• **STATED PROBLEM**: Please change "Cover every instance" to "Mark every instance" wherever it occurs in the rows below, and write the rows out again with nothing else altered.

Dataset excerpt

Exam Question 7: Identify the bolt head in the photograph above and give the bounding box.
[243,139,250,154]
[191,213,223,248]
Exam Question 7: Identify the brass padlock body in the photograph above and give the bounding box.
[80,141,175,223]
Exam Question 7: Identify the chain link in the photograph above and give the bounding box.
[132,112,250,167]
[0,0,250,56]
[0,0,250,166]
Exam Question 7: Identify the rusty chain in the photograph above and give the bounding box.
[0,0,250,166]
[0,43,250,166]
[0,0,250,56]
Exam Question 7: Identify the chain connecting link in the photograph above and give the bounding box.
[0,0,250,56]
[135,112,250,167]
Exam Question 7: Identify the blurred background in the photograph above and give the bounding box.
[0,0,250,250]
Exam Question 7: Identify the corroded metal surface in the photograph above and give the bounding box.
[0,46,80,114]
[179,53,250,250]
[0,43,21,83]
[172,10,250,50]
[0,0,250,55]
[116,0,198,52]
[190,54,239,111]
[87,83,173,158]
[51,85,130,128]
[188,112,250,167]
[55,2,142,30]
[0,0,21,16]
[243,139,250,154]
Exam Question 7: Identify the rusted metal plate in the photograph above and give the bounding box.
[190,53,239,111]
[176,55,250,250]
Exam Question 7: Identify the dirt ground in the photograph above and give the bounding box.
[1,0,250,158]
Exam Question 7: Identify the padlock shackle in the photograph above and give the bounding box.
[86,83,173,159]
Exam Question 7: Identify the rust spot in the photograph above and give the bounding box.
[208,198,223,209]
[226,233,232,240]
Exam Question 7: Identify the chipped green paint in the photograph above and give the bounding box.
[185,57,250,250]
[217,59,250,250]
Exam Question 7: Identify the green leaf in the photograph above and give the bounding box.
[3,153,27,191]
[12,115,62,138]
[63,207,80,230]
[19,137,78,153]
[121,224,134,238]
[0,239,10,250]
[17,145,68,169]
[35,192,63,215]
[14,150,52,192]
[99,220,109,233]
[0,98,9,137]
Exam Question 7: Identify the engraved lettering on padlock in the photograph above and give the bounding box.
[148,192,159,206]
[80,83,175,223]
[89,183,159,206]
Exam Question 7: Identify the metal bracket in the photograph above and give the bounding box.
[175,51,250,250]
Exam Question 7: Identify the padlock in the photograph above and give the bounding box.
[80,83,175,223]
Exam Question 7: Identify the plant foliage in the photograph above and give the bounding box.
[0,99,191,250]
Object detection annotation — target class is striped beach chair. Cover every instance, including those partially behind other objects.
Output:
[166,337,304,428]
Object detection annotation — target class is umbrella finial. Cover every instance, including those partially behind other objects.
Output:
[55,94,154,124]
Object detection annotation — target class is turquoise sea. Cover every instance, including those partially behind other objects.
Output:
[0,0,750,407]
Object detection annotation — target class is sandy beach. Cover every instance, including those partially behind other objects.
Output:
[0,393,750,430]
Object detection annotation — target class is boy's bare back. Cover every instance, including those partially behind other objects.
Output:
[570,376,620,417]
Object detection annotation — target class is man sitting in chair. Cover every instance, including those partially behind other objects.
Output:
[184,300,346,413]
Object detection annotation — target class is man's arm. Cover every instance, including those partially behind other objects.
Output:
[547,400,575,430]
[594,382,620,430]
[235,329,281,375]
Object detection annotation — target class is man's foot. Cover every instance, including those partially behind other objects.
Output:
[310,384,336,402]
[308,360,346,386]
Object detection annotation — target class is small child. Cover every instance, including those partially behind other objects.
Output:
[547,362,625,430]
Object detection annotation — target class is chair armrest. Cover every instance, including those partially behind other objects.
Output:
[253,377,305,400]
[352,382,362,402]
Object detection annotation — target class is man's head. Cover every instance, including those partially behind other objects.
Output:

• **TASK RESPONSE**:
Exam Question 7: Identify the bolt head in the photograph above and give the bounding box.
[243,139,250,154]
[191,213,223,248]
Exam Question 7: Identify the brass padlock body in the photograph above and give the bounding box.
[80,141,175,223]
Exam Question 7: Identify the chain link in the photograph above and give the bounding box.
[132,112,250,167]
[0,0,250,56]
[0,0,250,166]
Exam Question 7: Identify the rusty chain in the photograph above and give the bounding box.
[0,0,250,166]
[0,43,250,166]
[0,0,250,56]
Exam Question 7: Identify the chain connecting link in the photograph above and give the bounding box.
[0,0,250,56]
[135,112,250,167]
Exam Question 7: Identify the blurred background in the photograph above and give the bounding box.
[0,0,250,250]
Exam Question 7: Identify the corroded metal surface in the photograph above and give the bounding box.
[0,46,80,114]
[179,53,250,250]
[0,43,21,83]
[172,10,250,50]
[0,0,250,55]
[116,0,198,52]
[190,54,239,111]
[87,83,173,158]
[51,85,130,128]
[188,112,250,167]
[55,2,142,30]
[0,0,21,16]
[243,139,250,154]
Exam Question 7: Identify the rusted metal plate in the photograph above and give the bounding box.
[190,53,239,111]
[176,55,250,250]
Exam Question 7: Identify the dirt ground in the photograph above and give the bounding box.
[1,0,250,158]
Exam Question 7: Identify the padlock shackle in the photograph above and give the bounding box.
[86,83,173,159]
Exam Question 7: Identify the rust spot in the photograph above and give the bounding box.
[208,198,223,209]
[226,233,232,240]
Exam Question 7: Identify the chipped green paint in the photograph above and give the bounding box.
[185,57,250,250]
[217,59,250,250]
Exam Question 7: Identify the green leaf in the photograph above and give the bounding box.
[3,153,27,191]
[12,115,62,138]
[63,207,80,230]
[19,137,78,153]
[121,224,134,238]
[0,239,10,250]
[17,145,68,169]
[35,192,63,215]
[14,150,52,192]
[99,220,109,233]
[0,98,9,137]
Exam Question 7: Identify the engraved lettering on padlock in the photograph above and give the bounding box.
[148,192,159,206]
[80,83,175,223]
[89,183,159,206]
Exam Question 7: Identify the metal bracket in the photograph above and give the bounding box.
[175,51,250,250]
Exam Question 7: Identify the padlock in the photograph above and give the bounding box.
[80,83,175,223]
Exam Question 7: Identify the plant foliage in the photograph above and give the bounding box.
[0,99,191,250]
Object detection annotation — target class is striped beach chair. Mark every instance, including those partially behind other objects.
Output:
[166,337,304,428]
Object detection annotation — target class is umbrella finial. Mark every instance, including those partially behind other objects.
Output:
[55,94,154,124]
Object detection annotation — target class is turquoise sea. Mark every instance, including those partially behind other objects.
Output:
[0,0,750,407]
Object detection annotation — target class is sandy beach. Mark every instance, including those partially behind other objects.
Output:
[0,393,750,430]
Object detection annotation — target class is boy's bare back. Mark every instance, including those partially behind other objects.
Output:
[570,376,620,417]
Object detection annotation — target class is man sitting in chair. Mark every instance, including those partially behind other objects.
Output:
[184,300,346,413]
Object detection annotation — target class is man's arm. Mark every instance, including those partially behind other objects.
Output:
[547,400,575,430]
[594,382,620,430]
[235,329,281,375]
Object detection annotation — target class is man's foot. Mark every instance, including those partially behind other objects.
Output:
[310,384,336,402]
[308,360,346,386]
Object detection annotation — target class is small child. Mark every instance, including those partially behind other objects.
Output:
[547,362,625,430]
Object detection annotation — target class is chair armrest. Mark every instance, including those partially behind other objects.
Output:
[253,377,305,400]
[352,382,362,402]
Object detection annotation — target class is man's head. Mark every instance, including those partially behind other objects.
Output:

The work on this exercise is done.